Region annotation entries:
**********
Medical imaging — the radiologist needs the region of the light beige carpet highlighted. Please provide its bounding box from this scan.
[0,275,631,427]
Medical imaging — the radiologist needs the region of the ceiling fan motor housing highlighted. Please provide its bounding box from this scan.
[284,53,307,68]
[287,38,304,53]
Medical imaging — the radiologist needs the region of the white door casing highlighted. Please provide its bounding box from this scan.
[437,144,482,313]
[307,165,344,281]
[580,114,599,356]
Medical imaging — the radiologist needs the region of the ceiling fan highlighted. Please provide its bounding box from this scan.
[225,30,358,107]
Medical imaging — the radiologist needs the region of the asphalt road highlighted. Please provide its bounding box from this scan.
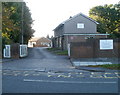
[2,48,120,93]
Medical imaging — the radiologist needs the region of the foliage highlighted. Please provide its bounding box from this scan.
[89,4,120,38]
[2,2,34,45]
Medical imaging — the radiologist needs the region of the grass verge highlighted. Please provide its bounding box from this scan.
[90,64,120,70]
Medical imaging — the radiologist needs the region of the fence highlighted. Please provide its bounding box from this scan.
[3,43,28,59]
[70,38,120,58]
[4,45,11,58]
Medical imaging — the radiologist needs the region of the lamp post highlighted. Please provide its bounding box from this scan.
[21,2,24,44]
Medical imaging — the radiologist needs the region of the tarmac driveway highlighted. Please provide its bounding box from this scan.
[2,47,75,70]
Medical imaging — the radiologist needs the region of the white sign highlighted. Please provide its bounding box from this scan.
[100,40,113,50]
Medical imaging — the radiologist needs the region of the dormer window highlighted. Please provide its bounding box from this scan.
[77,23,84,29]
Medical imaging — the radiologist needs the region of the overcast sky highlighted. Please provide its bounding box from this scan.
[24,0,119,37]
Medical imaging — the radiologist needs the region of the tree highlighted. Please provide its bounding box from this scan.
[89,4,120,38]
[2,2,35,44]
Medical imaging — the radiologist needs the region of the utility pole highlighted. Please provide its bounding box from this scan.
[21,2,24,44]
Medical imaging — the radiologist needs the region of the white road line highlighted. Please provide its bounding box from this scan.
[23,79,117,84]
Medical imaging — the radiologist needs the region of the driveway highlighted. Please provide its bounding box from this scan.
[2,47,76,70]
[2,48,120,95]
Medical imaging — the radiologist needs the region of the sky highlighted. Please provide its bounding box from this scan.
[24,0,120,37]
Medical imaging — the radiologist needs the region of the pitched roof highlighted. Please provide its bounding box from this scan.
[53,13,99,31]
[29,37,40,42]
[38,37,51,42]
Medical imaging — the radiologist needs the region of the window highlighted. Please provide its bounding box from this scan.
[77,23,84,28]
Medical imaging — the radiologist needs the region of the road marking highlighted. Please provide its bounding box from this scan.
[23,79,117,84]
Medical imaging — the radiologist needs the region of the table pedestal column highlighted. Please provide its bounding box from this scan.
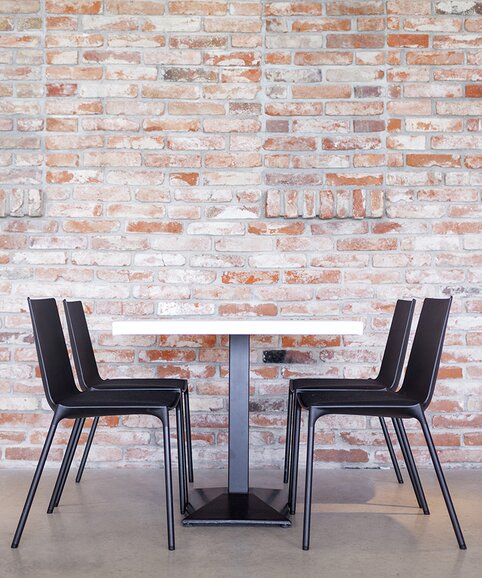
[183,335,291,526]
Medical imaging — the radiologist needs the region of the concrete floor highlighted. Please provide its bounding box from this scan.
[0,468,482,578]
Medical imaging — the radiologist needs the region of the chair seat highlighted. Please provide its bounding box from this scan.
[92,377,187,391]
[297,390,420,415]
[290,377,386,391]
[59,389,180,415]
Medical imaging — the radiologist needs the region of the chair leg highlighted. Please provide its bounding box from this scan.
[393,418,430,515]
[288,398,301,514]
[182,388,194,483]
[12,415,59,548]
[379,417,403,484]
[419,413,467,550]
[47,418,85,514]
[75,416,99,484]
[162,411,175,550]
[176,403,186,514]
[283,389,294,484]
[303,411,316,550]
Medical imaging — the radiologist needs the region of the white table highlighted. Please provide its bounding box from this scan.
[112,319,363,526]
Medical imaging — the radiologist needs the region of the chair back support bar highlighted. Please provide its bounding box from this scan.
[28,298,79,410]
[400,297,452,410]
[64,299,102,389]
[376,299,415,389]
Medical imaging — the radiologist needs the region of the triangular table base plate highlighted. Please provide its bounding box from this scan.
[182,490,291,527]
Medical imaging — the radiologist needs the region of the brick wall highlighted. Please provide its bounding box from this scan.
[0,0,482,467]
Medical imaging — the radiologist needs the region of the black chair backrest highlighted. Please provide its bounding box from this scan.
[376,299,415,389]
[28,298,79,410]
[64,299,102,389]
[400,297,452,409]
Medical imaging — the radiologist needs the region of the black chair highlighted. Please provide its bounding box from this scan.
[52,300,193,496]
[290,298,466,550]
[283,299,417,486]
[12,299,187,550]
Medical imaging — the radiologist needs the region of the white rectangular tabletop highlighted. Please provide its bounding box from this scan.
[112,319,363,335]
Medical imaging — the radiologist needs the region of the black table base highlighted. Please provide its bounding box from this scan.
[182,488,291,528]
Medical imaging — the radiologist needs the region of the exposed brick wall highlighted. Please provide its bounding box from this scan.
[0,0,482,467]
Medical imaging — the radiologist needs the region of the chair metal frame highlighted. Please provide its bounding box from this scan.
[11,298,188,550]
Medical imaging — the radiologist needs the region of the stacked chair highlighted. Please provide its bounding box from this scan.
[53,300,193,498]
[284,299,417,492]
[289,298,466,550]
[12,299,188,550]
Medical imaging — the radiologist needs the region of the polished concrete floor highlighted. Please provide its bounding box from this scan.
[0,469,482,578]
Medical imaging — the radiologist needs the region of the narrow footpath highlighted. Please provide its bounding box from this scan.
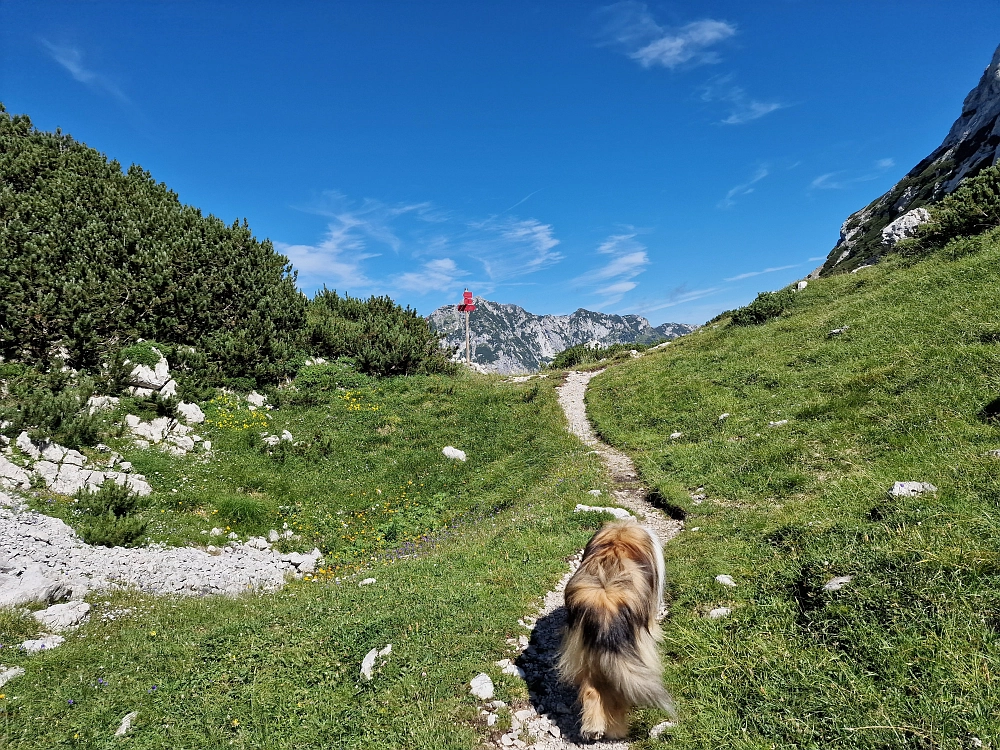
**********
■ Required work: Format every row above as a numbered list with no blank lines, and leave the pictures out.

■ Answer in full:
1. Medical imaging — the radiologist needs the region of the light beige carpet highlighted. Please provide its bounding box from this scan.
2. [0,275,631,427]
3. Medical imaging — the radiologist needs the region of the ceiling fan motor housing highlighted. Please provide its bounding box from this scan.
4. [284,53,307,68]
5. [287,38,304,53]
6. Medical imaging — the radiologist needs the region of the white door casing highlighted. Please provide its bounding box from this scan.
7. [437,144,482,313]
8. [307,165,344,281]
9. [580,114,599,356]
10. Medical imaging — the radiologist needs the region of the ceiling fan highlighted. Please provide its bounding box from this scan.
11. [225,30,358,107]
12. Medical imaging — the radiologist needs the region of the asphalt road highlighted. Please provide its bounding box from this scan.
13. [2,48,120,93]
14. Medical imaging — the radiologist needs the region of the foliage highlighted. Please provide its bounding box from this scan.
15. [89,4,120,38]
16. [2,2,34,45]
17. Medical imaging — the radiologist needs the region of the grass verge highlighted. Please provide its bounding box from this scan.
18. [90,64,120,70]
19. Medical imaging — the radiologist needs the region of the fence highlighted. Please provide its bounding box from this scan.
20. [3,43,28,59]
21. [70,38,120,58]
22. [4,45,11,58]
23. Medical imaging — the radiologist needs the region of the lamp post highlighted. Please provide its bounding box from this scan.
24. [21,2,24,44]
25. Medical imaging — the radiologist needs the region of the tarmac driveway highlighted. Please provide its bounding box from this scan.
26. [2,47,75,70]
27. Medical imaging — the radiologist needs the region of the white sign highlighted. Please provide its bounding box from this scan.
28. [100,40,113,50]
29. Medical imaging — the radiologist needs the region of the dormer window highlighted. Please provide its bounding box from this scan.
30. [77,23,84,29]
31. Medical imaging — the radiologist needs the region of the overcast sky highlighted. Please provide its bounding box from this scan.
32. [24,0,119,37]
33. Medical imaging — the radiologist needs the region of the tree highlighted. Please provide its bounding box from this scan.
34. [89,4,120,38]
35. [2,2,35,44]
36. Medical imaging — the radiologist needs the region of the utility pole highlighted. Please provide its bounding box from this scan.
37. [21,2,24,44]
38. Medical imaging — the radiologist needs the region of the white road line highlighted. Please provide its bounding box from this scan.
39. [23,79,117,84]
40. Medical imaging — the radiologist needs the region of the driveway highlighted. Please provide its bounding box from this scan.
41. [2,47,76,70]
42. [2,48,120,95]
43. Medical imaging — the radiologist needs the region of the sky highlighted. Please provide its bounding box from this scan.
44. [24,0,120,37]
45. Medical imaging — the radiologist needs the region of the pitched roof highlighted. Please provide its bounding box from this scan.
46. [53,13,99,31]
47. [29,37,40,42]
48. [38,37,51,42]
49. Medical imaging — the radiologist needs the region of the window highlighted. Please provide its bounding box from this scan.
50. [77,23,84,28]
51. Medical imaging — the radiologist needs the region of the road marking highlighted. Please provide its bounding box from this scan.
52. [23,79,117,84]
53. Medical imaging — the radiologist needs the region of the table pedestal column highlighted. Please provide its bounding box from this scan.
54. [183,335,291,526]
55. Medical imaging — the radiologist needs the region of the concrete floor highlighted. Please provide its bounding box from this scan.
56. [0,468,482,578]
57. Medical imaging — the radiologist needs the region of the chair seat highlighted. Please provide its bounding box from this scan.
58. [92,377,187,391]
59. [297,390,420,415]
60. [290,377,386,391]
61. [59,389,180,415]
62. Medical imaging — the radiologist needs the region of the chair leg highlighted. Please provide its bounding box from this scan.
63. [393,418,430,515]
64. [288,398,301,514]
65. [182,388,194,483]
66. [12,415,59,548]
67. [379,417,403,484]
68. [419,413,467,550]
69. [47,418,85,514]
70. [75,416,99,484]
71. [162,411,175,550]
72. [176,403,186,514]
73. [283,389,294,484]
74. [303,411,316,550]
75. Medical imaging — the radiologist needs the region of the white table highlighted. Please provide its bounding box from this scan.
76. [112,319,363,526]
77. Medical imaging — the radiologist needs the region of the chair back support bar highlighted. Please provide its bounding box from this scan.
78. [28,298,79,410]
79. [400,297,452,410]
80. [64,299,102,389]
81. [376,299,415,389]
82. Medical imaging — the radiologist needs the region of the triangular table base plate highlighted. Please provide its bounding box from this scan.
83. [182,490,291,527]
84. Medical imaging — the radiologist needs the region of the brick wall highlighted. Please provide its bounding box from this scan.
85. [0,0,482,467]
86. Medical imaging — the radiologist needs the region of the black chair backrest highlighted. Please provide its bounding box from this scan.
87. [376,299,415,389]
88. [28,298,79,410]
89. [64,299,102,389]
90. [400,297,452,409]
91. Medical imaging — the radiologist needs the region of the black chair highlighted. Please provide its bounding box from this scan.
92. [52,300,193,496]
93. [290,298,466,550]
94. [283,299,417,486]
95. [12,299,187,550]
96. Medical imaging — the radiologist needs the region of the white rectangular tabletop highlighted. Please provide its bounding box from this scan.
97. [112,319,363,335]
98. Medical imaging — the radiologist needs the region of the black table base highlighted. Please provide its bounding box from this scan.
99. [182,488,291,528]
100. Medical imaging — the radiologist needs the region of the exposed brick wall highlighted. Please provide its bounding box from this scan.
101. [0,0,482,467]
102. Medical imaging — the radiologist needs the region of the chair metal frame highlighted. Please provide its bounding box from this scan.
103. [11,298,188,550]
104. Medical imaging — the radiologist needs the region of the stacked chair highlighted. Please provide its bounding box from this scan.
105. [53,300,193,498]
106. [284,299,417,492]
107. [289,298,466,550]
108. [12,299,188,550]
109. Medical imaging — the radiologist needs the region of the polished concrete floor highlighted. Please provide its bounding box from this scan.
110. [0,469,482,578]
111. Medical imaging — the radiologist needs the region of the narrow footpath highlighted. Please provide its bounding box from this scan.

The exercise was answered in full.